#### Written instruction
Print the listing below verbatim, keeping every line unchanged from start to finish.
··· Provided data ···
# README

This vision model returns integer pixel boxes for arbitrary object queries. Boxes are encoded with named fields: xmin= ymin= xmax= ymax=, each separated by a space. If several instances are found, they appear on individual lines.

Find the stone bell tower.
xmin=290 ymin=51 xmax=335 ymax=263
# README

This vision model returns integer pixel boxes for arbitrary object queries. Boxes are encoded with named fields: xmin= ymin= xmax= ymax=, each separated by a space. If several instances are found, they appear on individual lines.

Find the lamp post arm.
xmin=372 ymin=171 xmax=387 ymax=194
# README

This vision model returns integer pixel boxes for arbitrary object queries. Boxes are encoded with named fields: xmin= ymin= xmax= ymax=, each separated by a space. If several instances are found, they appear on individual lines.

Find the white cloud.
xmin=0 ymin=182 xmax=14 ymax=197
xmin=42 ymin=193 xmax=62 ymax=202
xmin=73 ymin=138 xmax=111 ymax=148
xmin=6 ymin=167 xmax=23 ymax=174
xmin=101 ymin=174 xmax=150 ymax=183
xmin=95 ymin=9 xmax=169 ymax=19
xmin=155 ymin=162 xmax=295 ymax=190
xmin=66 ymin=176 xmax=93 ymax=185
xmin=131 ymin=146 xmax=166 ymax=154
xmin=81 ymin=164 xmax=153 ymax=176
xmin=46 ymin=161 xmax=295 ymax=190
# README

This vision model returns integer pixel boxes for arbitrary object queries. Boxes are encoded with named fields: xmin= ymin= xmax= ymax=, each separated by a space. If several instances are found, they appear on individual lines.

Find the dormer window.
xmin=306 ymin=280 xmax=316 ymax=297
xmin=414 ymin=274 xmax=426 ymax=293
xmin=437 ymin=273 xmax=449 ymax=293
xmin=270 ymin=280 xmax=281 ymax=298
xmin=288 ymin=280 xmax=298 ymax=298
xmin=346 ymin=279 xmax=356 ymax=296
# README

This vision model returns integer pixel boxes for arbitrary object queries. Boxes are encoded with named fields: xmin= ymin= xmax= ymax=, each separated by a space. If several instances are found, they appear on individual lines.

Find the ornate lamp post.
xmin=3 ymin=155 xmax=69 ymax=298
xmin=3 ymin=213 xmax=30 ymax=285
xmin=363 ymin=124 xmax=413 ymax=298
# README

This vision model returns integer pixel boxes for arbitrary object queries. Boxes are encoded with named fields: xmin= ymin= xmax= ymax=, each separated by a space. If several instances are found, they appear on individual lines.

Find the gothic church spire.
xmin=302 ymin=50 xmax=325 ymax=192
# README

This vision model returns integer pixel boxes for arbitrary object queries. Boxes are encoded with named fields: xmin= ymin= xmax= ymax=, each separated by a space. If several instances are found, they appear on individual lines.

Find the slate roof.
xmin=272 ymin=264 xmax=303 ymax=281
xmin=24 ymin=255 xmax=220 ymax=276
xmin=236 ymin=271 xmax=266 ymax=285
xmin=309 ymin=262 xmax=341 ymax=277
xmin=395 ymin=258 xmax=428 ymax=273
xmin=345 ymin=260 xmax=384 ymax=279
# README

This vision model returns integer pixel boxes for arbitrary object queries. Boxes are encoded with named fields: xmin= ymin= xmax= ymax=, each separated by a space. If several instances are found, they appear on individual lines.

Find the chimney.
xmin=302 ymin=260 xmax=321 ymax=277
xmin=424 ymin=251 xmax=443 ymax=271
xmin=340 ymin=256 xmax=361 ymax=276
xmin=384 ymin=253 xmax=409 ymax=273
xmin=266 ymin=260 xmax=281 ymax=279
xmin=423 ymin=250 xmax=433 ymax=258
···
#### The answer
# README

This vision model returns integer pixel boxes for arbitrary object queries. Boxes are encoded with named fields: xmin= ymin= xmax= ymax=, each separated by a space. If several instances are found, they appear on individual lines.

Find the stone bell tower.
xmin=290 ymin=51 xmax=335 ymax=263
# README

This vision model returns integer pixel boxes for arbitrary object queries. Boxes are encoded with named fields: xmin= ymin= xmax= ymax=, each separated by a space. If several instances are found, they appear on individual lines.

Find the lamp post arm.
xmin=372 ymin=171 xmax=387 ymax=194
# README

This vision model returns integer pixel boxes for arbitrary object queries. Boxes are encoded with named fields: xmin= ymin= xmax= ymax=, each separated by a space. If several instances are found, they appear on individual lines.

Find the white cloud.
xmin=0 ymin=182 xmax=14 ymax=197
xmin=42 ymin=193 xmax=62 ymax=202
xmin=73 ymin=138 xmax=111 ymax=148
xmin=6 ymin=167 xmax=23 ymax=174
xmin=101 ymin=174 xmax=150 ymax=183
xmin=95 ymin=9 xmax=169 ymax=19
xmin=155 ymin=162 xmax=295 ymax=190
xmin=66 ymin=176 xmax=93 ymax=185
xmin=131 ymin=146 xmax=166 ymax=154
xmin=81 ymin=164 xmax=153 ymax=176
xmin=46 ymin=161 xmax=295 ymax=190
# README

This vision model returns integer pixel boxes for arbitrary object queries. Boxes are encoded with named fields: xmin= ymin= xmax= ymax=, each separated by a space. If several instances are found, they appear on individual lines.

Find the dormer window.
xmin=306 ymin=280 xmax=316 ymax=297
xmin=414 ymin=274 xmax=426 ymax=293
xmin=437 ymin=273 xmax=449 ymax=293
xmin=270 ymin=280 xmax=281 ymax=298
xmin=288 ymin=280 xmax=298 ymax=298
xmin=346 ymin=279 xmax=356 ymax=296
# README

This vision model returns integer pixel boxes for arbitrary object queries. Boxes are encoded with named fields: xmin= ymin= xmax= ymax=, each separated by a space. If several instances are found, they appear on individual lines.

Find the ornate lamp post.
xmin=3 ymin=155 xmax=69 ymax=298
xmin=3 ymin=213 xmax=30 ymax=285
xmin=363 ymin=124 xmax=413 ymax=298
# README

This vision model returns integer pixel boxes for arbitrary object queries. Boxes are encoded with named fields: xmin= ymin= xmax= ymax=, each separated by a space. If several instances are found, they appear on individual lines.

Find the gothic church spire.
xmin=302 ymin=50 xmax=325 ymax=192
# README

This vision model returns integer pixel boxes for arbitrary object queries. Boxes are encoded with named fields: xmin= ymin= xmax= ymax=, each separated by a space. If several instances are found, they appear on individual lines.

Find the slate roof.
xmin=272 ymin=264 xmax=303 ymax=281
xmin=24 ymin=255 xmax=220 ymax=276
xmin=236 ymin=271 xmax=266 ymax=285
xmin=309 ymin=262 xmax=341 ymax=277
xmin=395 ymin=258 xmax=428 ymax=273
xmin=345 ymin=260 xmax=384 ymax=279
# README

This vision model returns integer pixel boxes for arbitrary object queries. Boxes are encoded with named fields: xmin= ymin= xmax= ymax=, each separated by a space. If several instances are found, they appear on individual lines.

Find the chimney.
xmin=302 ymin=260 xmax=321 ymax=277
xmin=424 ymin=251 xmax=443 ymax=271
xmin=340 ymin=256 xmax=361 ymax=276
xmin=384 ymin=253 xmax=409 ymax=273
xmin=266 ymin=260 xmax=281 ymax=279
xmin=423 ymin=250 xmax=433 ymax=258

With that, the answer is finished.